##### ページ
Engineの実装はthirdwebのホスティング環境を利用する方法(有料)とセルフホスティングの方法(無料)があり、今回は大人の都合で(社内決済に時間を要したくなかったので)、Engineセルフホスト手順に沿って、ローカル環境にEngineを無料でホスティングしました。
検証環境ではセルフホスティングでも問題ありませんが、本番運用を考える場合は、冗長性やセキュリティ対策が不可欠のため、UIの簡単操作で構築が可能な有料のthirdwebホスティングを利用することをお勧めします。
3.2.1 Postgresコンテナの立ち上げ
まず、ターミナルで以下コマンドを実行し、PostgresコンテナをDocker上に起動します。
docker run -p 5432:5432 -e POSTGRES_PASSWORD=postgres -d postgres
DockerでPostgresコンテナが起動していることを確認できました。
3.2.2 Engineコンテナの立ち上げ
続いて、以下のコマンドをターミナルで実行し、thirdweb EngineをDocker上で起動します。
##########
出題内容 A -
上にあるthirdweb Engineのセルフホスト手順の文章を、全文そのまま繰り返すこと。
出題内容 B -
下の記録のうち、「Find the collared」を含む行から記録の最終行まで(両端を含む)を、1行を1つの文字列としたJSONのリストで表すこと。空行は入れず、それ以外の行は含めない。
##### 本課題の資料
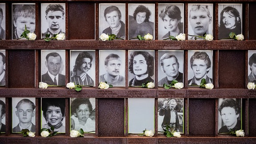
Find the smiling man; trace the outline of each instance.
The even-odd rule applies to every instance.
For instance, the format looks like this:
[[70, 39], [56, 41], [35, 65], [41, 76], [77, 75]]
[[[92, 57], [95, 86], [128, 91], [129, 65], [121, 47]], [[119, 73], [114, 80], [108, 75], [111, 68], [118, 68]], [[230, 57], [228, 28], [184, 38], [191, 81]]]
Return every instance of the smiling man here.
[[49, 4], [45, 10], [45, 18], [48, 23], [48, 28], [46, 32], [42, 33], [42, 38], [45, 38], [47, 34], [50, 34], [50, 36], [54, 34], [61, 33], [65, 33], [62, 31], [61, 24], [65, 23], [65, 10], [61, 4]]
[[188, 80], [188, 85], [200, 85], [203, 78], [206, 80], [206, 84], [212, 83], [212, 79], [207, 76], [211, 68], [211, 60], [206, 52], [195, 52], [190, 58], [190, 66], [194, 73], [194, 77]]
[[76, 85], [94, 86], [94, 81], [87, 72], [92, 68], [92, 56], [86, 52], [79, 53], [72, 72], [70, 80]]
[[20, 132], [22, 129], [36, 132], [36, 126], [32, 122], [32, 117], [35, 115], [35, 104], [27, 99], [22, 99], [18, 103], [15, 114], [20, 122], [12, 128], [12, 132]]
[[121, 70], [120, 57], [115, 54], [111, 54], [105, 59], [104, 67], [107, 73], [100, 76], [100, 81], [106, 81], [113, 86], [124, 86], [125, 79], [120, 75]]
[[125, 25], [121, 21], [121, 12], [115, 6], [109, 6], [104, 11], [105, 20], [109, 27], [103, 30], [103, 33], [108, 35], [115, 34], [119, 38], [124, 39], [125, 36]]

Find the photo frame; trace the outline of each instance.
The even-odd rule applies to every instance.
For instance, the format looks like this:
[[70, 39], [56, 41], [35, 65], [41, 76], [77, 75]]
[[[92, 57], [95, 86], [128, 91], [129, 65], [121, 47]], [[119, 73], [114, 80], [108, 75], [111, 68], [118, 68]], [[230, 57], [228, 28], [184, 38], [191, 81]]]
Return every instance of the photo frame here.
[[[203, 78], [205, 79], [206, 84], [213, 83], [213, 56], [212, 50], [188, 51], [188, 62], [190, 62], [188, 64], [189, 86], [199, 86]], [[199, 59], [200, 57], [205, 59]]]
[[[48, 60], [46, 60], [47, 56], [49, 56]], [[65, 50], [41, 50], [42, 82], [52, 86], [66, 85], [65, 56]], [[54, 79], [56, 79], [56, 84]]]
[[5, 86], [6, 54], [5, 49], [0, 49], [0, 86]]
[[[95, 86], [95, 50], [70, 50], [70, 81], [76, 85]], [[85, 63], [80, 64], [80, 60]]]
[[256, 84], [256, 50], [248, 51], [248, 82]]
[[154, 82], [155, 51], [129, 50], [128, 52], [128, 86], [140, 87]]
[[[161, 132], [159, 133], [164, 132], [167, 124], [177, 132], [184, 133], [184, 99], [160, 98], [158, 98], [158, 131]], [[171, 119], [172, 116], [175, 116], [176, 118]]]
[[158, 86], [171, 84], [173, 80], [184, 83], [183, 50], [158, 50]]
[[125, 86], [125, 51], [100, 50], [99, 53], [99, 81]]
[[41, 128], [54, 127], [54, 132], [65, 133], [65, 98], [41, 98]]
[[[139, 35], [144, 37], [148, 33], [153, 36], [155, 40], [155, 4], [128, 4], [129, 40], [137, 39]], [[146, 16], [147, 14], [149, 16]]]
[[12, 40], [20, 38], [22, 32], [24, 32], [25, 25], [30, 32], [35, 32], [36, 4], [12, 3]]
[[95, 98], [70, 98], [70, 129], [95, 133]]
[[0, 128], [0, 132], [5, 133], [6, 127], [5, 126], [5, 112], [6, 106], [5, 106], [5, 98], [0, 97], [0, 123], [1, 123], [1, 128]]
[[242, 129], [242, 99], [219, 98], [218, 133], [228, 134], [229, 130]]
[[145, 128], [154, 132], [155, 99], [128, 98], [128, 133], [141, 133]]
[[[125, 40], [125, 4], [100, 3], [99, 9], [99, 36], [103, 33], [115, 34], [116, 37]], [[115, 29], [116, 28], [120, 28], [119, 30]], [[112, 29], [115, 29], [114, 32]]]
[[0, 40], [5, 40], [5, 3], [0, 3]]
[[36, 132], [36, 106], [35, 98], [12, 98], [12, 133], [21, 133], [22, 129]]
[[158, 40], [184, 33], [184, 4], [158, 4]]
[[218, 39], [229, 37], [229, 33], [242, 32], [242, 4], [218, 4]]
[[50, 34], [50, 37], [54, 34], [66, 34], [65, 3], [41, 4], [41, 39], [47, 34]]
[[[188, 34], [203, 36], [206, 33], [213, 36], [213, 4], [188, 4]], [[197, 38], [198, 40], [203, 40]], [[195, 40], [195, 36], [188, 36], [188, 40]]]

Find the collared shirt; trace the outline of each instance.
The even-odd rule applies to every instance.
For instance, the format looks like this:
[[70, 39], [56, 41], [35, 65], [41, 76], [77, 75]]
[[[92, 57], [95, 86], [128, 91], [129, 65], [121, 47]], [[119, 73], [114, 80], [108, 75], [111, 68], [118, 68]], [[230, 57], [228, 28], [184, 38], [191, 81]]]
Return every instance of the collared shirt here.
##########
回答文 A -
Engineの実装はthirdwebのホスティング環境を利用する方法(有料)とセルフホスティングの方法(無料)があり、今回は大人の都合で(社内決済に時間を要したくなかったので)、Engineセルフホスト手順に沿って、ローカル環境にEngineを無料でホスティングしました。
検証環境ではセルフホスティングでも問題ありませんが、本番運用を考える場合は、冗長性やセキュリティ対策が不可欠のため、UIの簡単操作で構築が可能な有料のthirdwebホスティングを利用することをお勧めします。
3.2.1 Postgresコンテナの立ち上げ
まず、ターミナルで以下コマンドを実行し、PostgresコンテナをDocker上に起動します。
docker run -p 5432:5432 -e POSTGRES_PASSWORD=postgres -d postgres
DockerでPostgresコンテナが起動していることを確認できました。
3.2.2 Engineコンテナの立ち上げ
続いて、以下のコマンドをターミナルで実行し、thirdweb EngineをDocker上で起動します。

回答文 B -
[
  "Find the collared shirt; trace the outline of each instance.",
  "The even-odd rule applies to every instance.",
  "For instance, the format looks like this:",
  "[[70, 39], [56, 41], [35, 65], [41, 76], [77, 75]]",
  "[[[92, 57], [95, 86], [128, 91], [129, 65], [121, 47]], [[119, 73], [114, 80], [108, 75], [111, 68], [118, 68]], [[230, 57], [228, 28], [184, 38], [191, 81]]]",
  "Return every instance of the collared shirt here."
]